Copy out the lines of the records below verbatim, starting with the line that contains "Question. Indicate the round" and continuing through the line that contains "x=313 y=410". Reproduce only those lines.

+++ Entries

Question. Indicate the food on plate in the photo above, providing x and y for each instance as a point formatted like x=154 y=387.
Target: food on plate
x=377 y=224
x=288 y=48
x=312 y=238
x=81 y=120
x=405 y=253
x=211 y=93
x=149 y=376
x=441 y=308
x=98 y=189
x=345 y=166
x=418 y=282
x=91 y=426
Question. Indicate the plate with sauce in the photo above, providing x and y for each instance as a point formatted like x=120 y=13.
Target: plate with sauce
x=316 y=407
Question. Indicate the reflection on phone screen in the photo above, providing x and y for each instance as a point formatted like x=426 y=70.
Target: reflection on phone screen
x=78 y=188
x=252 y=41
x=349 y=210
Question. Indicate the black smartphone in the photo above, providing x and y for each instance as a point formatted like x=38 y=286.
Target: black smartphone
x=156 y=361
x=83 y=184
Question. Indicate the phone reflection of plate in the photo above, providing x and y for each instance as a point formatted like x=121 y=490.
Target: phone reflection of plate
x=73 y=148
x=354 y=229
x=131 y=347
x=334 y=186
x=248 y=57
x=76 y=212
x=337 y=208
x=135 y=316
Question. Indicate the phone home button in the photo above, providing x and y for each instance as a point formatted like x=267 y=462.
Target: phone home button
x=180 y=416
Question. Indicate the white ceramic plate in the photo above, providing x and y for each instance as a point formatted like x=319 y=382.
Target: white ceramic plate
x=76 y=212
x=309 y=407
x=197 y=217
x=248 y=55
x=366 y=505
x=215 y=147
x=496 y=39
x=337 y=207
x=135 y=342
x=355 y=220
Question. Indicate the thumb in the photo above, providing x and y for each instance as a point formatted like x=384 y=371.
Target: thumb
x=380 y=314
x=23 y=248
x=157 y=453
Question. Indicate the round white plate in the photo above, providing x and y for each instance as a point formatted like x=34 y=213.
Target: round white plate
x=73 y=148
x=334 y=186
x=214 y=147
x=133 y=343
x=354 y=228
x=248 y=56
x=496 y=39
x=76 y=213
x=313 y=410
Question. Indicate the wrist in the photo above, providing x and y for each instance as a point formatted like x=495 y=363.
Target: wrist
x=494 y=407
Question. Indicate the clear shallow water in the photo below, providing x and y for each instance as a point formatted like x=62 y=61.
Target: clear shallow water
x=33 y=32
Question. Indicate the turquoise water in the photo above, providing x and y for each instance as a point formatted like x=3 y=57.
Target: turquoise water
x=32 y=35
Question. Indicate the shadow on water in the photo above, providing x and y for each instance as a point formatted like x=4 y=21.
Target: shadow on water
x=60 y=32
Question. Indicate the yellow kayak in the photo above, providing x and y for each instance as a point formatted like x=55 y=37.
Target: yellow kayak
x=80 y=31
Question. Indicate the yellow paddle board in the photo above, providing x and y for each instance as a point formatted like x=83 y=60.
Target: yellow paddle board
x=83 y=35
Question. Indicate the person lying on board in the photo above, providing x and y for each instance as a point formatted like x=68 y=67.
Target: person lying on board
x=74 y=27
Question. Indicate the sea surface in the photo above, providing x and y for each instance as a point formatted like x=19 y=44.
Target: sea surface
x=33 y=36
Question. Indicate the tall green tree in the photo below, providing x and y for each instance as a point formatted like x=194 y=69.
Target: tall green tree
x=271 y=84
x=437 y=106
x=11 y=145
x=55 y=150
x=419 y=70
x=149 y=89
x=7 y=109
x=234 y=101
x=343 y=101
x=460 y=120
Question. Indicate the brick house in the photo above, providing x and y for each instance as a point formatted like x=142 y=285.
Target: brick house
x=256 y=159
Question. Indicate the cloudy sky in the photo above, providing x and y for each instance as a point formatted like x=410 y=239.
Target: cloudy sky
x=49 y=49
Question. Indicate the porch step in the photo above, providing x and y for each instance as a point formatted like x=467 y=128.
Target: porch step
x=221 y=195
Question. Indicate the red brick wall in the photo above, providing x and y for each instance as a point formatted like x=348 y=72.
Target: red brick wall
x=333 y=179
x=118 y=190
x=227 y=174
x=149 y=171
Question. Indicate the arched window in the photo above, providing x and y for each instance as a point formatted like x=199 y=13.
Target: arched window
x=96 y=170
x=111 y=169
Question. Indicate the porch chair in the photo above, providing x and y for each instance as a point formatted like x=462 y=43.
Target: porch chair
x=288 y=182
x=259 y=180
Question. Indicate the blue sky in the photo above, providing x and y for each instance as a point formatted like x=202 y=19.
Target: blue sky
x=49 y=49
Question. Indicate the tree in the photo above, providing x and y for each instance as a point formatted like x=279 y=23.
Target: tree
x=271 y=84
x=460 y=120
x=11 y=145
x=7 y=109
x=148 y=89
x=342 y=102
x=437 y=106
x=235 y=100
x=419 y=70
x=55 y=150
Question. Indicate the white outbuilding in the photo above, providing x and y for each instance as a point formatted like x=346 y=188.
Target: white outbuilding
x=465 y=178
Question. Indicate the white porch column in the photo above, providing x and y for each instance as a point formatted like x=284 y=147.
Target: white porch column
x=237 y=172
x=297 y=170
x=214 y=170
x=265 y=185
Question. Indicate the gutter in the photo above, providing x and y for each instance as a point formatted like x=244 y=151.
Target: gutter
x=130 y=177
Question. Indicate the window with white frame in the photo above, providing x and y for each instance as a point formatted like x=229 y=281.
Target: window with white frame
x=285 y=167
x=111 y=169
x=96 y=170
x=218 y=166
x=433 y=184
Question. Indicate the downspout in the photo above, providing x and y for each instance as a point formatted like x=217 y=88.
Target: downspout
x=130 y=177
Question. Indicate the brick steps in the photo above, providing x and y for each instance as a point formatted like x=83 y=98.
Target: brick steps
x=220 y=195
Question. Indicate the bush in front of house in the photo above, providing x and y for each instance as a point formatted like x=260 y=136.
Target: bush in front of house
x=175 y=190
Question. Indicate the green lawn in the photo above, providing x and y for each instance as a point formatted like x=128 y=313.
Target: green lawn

++++++

The answer:
Question. Indicate the round white plate in the photo above, providing x and y for each instance as a point formatted like x=34 y=213.
Target: round white plate
x=73 y=148
x=334 y=186
x=214 y=147
x=133 y=343
x=354 y=228
x=248 y=56
x=496 y=39
x=76 y=213
x=313 y=410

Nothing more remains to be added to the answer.